::: TASK INPUT

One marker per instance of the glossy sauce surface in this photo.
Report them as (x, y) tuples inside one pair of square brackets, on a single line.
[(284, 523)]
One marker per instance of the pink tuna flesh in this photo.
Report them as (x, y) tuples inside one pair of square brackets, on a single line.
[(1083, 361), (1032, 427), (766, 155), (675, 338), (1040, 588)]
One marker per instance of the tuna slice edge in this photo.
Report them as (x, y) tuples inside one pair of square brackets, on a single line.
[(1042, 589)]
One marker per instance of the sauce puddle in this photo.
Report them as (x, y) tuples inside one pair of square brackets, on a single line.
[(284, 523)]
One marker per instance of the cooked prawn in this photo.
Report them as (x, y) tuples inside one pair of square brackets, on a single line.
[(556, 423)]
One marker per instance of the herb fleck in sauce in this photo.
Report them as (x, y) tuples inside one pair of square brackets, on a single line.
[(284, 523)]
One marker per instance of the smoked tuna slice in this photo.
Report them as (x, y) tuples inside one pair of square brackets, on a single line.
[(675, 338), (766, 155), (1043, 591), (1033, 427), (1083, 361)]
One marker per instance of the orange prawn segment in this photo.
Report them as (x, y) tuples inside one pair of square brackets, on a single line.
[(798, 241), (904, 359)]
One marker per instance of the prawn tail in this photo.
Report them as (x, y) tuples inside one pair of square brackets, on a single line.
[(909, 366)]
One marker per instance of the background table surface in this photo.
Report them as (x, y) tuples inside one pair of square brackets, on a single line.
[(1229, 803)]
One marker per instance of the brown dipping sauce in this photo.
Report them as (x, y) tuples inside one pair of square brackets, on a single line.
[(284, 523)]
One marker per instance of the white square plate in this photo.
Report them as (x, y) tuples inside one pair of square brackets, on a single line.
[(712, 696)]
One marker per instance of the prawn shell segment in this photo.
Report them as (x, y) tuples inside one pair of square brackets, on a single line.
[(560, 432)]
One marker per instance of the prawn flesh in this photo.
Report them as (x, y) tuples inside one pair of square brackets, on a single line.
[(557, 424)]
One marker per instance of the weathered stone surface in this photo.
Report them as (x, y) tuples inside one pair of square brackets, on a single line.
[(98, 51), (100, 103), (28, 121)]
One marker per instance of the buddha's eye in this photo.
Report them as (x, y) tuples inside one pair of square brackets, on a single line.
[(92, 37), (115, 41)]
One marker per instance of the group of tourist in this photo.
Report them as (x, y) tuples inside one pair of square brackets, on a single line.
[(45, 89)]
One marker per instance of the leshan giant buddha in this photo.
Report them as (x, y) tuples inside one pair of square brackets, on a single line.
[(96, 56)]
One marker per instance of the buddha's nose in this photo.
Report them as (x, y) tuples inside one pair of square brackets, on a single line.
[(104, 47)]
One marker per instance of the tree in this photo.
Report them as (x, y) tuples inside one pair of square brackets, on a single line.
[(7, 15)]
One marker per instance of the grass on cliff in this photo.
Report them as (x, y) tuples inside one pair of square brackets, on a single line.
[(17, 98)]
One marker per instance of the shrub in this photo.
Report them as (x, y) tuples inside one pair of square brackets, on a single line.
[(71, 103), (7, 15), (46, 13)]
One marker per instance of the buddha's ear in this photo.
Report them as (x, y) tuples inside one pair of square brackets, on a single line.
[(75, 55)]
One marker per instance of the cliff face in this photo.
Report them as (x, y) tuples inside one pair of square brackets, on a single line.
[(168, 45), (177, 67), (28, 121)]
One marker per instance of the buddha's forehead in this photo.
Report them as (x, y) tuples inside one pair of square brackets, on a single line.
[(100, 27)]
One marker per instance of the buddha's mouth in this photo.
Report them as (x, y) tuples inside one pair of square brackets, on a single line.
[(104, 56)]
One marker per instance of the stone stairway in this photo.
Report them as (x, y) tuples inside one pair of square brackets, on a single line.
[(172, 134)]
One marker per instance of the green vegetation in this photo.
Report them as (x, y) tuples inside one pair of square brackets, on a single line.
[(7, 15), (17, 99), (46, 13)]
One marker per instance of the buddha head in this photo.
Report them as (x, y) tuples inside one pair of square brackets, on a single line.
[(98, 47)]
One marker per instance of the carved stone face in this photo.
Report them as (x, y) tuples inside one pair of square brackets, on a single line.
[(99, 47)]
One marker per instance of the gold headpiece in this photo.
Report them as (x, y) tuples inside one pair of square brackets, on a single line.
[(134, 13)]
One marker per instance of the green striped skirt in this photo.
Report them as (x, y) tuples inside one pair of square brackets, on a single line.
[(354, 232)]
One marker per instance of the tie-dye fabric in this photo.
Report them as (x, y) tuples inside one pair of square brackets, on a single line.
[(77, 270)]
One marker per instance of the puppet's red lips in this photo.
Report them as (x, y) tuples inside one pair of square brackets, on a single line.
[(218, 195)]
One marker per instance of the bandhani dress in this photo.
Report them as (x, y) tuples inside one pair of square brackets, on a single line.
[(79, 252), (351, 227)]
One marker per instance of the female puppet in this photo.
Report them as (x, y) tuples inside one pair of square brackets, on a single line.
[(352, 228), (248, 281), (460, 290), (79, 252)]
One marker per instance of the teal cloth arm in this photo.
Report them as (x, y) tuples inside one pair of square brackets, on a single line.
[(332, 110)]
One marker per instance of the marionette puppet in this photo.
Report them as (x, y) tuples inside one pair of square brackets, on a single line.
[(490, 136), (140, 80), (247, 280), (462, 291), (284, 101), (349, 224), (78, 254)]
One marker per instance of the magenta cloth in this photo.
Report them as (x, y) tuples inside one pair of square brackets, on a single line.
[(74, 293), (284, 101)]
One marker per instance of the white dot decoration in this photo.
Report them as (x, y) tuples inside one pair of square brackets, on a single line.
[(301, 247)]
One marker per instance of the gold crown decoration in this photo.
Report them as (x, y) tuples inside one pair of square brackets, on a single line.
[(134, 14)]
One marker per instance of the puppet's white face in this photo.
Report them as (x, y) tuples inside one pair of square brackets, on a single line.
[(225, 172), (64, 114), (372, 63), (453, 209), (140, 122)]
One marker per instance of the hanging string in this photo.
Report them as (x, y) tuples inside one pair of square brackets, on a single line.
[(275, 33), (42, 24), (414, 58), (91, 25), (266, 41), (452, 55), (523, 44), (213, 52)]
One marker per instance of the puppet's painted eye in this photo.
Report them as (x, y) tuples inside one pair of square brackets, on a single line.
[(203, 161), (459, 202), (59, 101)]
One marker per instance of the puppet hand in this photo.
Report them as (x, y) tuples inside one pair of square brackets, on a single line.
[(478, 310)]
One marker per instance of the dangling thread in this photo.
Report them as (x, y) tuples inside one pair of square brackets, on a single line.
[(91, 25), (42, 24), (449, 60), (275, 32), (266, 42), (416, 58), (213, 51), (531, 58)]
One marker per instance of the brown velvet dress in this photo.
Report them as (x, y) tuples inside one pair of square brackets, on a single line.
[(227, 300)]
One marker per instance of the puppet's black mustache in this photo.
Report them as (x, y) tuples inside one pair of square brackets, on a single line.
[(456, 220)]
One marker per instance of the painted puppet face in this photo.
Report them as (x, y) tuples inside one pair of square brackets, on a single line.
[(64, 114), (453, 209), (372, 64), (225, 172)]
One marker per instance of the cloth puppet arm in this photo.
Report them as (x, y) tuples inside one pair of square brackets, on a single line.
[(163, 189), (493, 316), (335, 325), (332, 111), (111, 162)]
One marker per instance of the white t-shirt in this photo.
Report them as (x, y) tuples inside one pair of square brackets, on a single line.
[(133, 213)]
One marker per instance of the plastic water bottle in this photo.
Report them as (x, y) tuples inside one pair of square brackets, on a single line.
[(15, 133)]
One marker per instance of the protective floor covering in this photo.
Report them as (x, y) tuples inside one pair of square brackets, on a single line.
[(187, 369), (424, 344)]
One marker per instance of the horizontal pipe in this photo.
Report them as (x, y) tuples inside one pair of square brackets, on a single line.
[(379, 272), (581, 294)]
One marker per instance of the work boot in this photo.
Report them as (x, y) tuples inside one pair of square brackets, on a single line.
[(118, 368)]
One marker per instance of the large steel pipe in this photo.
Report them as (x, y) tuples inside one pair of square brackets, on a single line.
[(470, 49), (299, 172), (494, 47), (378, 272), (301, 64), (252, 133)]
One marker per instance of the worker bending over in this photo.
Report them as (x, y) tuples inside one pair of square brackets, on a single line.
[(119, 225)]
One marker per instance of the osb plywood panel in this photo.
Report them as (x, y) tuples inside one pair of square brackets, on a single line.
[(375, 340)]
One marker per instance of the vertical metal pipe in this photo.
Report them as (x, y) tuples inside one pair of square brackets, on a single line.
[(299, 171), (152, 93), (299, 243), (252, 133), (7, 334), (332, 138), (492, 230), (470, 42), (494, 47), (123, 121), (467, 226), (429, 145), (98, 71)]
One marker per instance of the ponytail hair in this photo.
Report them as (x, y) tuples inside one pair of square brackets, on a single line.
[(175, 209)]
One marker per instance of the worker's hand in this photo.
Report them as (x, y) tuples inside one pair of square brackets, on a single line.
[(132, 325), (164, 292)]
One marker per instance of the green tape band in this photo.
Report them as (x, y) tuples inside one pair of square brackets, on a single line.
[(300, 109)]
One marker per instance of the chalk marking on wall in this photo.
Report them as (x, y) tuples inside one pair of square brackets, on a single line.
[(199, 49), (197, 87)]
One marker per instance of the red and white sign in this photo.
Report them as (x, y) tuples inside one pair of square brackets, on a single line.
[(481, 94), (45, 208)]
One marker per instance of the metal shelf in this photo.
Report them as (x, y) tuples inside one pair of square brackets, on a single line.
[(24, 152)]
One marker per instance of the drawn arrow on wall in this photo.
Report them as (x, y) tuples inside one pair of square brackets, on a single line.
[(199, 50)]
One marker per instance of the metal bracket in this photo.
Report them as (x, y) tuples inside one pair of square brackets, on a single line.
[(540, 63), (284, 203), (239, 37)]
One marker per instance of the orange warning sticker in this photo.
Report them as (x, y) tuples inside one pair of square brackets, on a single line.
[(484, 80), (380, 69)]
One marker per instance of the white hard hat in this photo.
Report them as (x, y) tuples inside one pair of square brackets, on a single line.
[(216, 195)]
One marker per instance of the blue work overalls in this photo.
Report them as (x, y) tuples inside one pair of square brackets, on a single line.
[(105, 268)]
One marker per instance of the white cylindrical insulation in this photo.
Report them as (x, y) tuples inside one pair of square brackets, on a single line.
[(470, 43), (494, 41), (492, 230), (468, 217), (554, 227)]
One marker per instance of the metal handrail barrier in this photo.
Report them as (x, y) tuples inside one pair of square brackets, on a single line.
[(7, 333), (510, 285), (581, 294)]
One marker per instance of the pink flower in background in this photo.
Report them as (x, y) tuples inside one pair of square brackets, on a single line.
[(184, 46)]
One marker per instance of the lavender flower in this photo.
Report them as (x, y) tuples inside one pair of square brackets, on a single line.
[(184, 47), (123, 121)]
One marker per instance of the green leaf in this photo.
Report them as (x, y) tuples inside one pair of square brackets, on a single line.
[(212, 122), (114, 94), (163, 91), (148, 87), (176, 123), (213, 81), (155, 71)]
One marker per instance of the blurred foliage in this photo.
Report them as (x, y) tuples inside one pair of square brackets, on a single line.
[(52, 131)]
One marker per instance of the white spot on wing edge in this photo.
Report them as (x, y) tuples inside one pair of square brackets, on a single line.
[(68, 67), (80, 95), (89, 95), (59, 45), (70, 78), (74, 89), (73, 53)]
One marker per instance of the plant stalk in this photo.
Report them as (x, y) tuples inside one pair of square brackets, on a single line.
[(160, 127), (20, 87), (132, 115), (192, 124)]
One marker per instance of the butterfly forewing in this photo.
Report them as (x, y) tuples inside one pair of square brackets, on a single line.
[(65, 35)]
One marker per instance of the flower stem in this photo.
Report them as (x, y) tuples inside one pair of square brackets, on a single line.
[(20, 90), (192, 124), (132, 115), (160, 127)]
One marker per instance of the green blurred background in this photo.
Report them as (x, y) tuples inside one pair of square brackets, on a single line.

::::::

EXERCISE BRIEF: Starting at the line that has "One marker per instance of the plastic" and stopping after the line that has "[(118, 368)]", reproduce those lines of the data with "horizontal pipe" changed to "overhead pipe". Leave everything else in those lines as it is.

SOLUTION TO THE EXERCISE:
One marker per instance of the plastic water bottle in this photo.
Report them as (x, y) tuples inside one pair of square brackets, on a single line.
[(15, 133)]
One marker per instance of the protective floor covering in this photo.
Report them as (x, y) tuples inside one pair of square brackets, on a single line.
[(187, 369), (424, 344)]
One marker per instance of the overhead pipe in this photo.
Report them as (x, y) tuples inside one pair of square brackets, on a single line.
[(379, 272), (581, 294)]
One marker per instance of the work boot in this photo.
Report them as (x, y) tuples inside one pair of square brackets, on a single line.
[(118, 368)]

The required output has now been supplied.